TASK DIRECTIONS:
Write the data below out again, with each line matching the original.

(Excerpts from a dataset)
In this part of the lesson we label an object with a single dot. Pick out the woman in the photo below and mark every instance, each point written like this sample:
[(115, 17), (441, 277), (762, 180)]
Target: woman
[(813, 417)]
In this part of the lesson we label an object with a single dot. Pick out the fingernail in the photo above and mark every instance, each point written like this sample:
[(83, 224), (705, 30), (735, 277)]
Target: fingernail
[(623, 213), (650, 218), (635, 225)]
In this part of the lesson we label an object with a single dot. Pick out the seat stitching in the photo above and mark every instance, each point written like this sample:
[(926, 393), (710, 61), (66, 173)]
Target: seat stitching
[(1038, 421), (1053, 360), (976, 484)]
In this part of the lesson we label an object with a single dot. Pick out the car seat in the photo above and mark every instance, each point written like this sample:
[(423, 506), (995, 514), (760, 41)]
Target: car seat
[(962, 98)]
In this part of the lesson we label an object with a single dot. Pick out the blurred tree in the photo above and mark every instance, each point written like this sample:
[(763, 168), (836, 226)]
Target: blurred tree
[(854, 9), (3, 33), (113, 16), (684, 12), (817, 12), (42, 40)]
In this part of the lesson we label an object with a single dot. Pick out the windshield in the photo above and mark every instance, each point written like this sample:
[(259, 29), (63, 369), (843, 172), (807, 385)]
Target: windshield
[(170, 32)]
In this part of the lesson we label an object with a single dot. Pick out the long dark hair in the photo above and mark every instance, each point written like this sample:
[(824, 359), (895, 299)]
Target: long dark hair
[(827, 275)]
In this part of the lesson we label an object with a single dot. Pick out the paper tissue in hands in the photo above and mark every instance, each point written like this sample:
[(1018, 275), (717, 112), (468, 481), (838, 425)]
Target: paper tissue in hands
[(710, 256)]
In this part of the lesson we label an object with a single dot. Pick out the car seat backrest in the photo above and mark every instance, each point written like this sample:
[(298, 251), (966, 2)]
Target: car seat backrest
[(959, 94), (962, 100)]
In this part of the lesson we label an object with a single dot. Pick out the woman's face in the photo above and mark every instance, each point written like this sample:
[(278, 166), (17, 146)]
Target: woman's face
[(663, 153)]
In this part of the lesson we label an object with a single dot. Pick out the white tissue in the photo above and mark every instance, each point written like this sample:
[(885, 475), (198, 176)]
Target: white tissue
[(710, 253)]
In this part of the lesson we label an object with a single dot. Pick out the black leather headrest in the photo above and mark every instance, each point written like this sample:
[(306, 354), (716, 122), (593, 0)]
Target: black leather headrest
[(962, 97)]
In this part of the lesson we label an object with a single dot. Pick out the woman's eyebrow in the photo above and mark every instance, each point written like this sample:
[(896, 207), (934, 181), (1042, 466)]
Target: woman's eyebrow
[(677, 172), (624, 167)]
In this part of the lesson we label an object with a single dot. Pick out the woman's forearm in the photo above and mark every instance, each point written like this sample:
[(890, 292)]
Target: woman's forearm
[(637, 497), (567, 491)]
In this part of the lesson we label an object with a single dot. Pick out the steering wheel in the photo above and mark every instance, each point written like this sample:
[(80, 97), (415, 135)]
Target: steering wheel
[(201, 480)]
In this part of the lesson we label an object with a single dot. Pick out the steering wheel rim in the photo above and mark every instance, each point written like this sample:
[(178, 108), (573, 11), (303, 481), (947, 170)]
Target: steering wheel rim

ANSWER TO THE EXERCISE:
In this part of the lesson we label an object with a single dot. Pick out the woman in the photo below and mark every instance, each point written like this sample:
[(115, 17), (441, 277), (762, 180)]
Target: woman
[(813, 417)]
In this part of the lesson we label an object with a single dot. Pick out the fingernail in the photo above and mark every instance, each point written like this sample:
[(83, 224), (705, 30), (735, 277)]
Target: fingernail
[(623, 213), (650, 218), (635, 225)]
In this part of the lesson we label an object with a single dot. Pick out the seat stitching in the photo above and mark every instance, each point written like this sample:
[(926, 393), (710, 61), (66, 173)]
Target: seat stitching
[(1038, 421), (1053, 360), (976, 484)]
In this part of the lesson we label an object with a single dot. Pick out the car seat in the photo above and mark every instance, each point written like this sample:
[(423, 506), (995, 514), (760, 41)]
Target: car seat
[(962, 98)]
In this part of the lesson we label an object with a single dot. Pick out the blurred tree in the photo above and mark every instance, each point written like this sample:
[(763, 168), (836, 226)]
Target: blurred tree
[(854, 9), (3, 33), (113, 16), (684, 12), (817, 12), (42, 40)]
In this part of the lesson we label an object with a single dot. Pick out the windshield in the photo above and mark every instance, each point written like this sample:
[(259, 29), (63, 369), (843, 172), (807, 385)]
Target: windshield
[(170, 32)]
In this part of the lesson we label an object with a single dot. Pick out the long dark hair in the photo above and mark every instance, each point written like this sample:
[(824, 359), (895, 299)]
Target: long dark hair
[(827, 275)]
In this part of the lesson we label an object with a single dot. Pick out the paper tissue in hands in the photo above and mark every instance, each point written like this sample:
[(1018, 275), (717, 112), (468, 481), (838, 425)]
Target: paper tissue in hands
[(710, 256)]
In this part of the lesson we label an object with a single dot. Pick out the car seat backrest in the photo above and mark every instance, each point written like this sample:
[(298, 251), (966, 2)]
Target: car seat backrest
[(959, 94), (962, 100)]
In this part of the lesson we label an object with a single dot. Pick out the woman's face in the photo above and mark every instance, each point written like this sample:
[(278, 166), (17, 146)]
Target: woman's face
[(663, 153)]
In this part of the lesson we label an object with a single dot. Pick out the white tissue in the photo above and mark every instance, each point written like this sample:
[(885, 475), (198, 176)]
Target: white tissue
[(710, 253)]
In this part of the lesson we label an object with a single dot. Pick out the black leather headrest in the photo above and mark every instance, each point written like this sample:
[(306, 354), (716, 122), (593, 0)]
Target: black leather headrest
[(962, 97)]
In this part of the lesson we label an object with a single dot. Pick out the woman's eyebrow in the photo above and mark every instance, each point written like this sample:
[(896, 207), (934, 181), (1042, 466)]
Target: woman's eyebrow
[(677, 172), (624, 167)]
In this part of the lesson we label an object with a single dot. Pick out the woman's forearm in the photo above and mark every instance, each point written like this sample:
[(890, 292)]
Target: woman's forearm
[(637, 497), (567, 491)]
In this part of the lesson we label an object with a single dot. Pick out the steering wheel in the photo above and mark every instance, each point written like this sample:
[(80, 97), (415, 135)]
Target: steering wheel
[(201, 480)]
In this part of the lesson we label an object with a single dot. Pick out the steering wheel rim in the photo above and mark every instance, each point written like this sample:
[(178, 108), (573, 11), (303, 481), (947, 170)]
Target: steering wheel rim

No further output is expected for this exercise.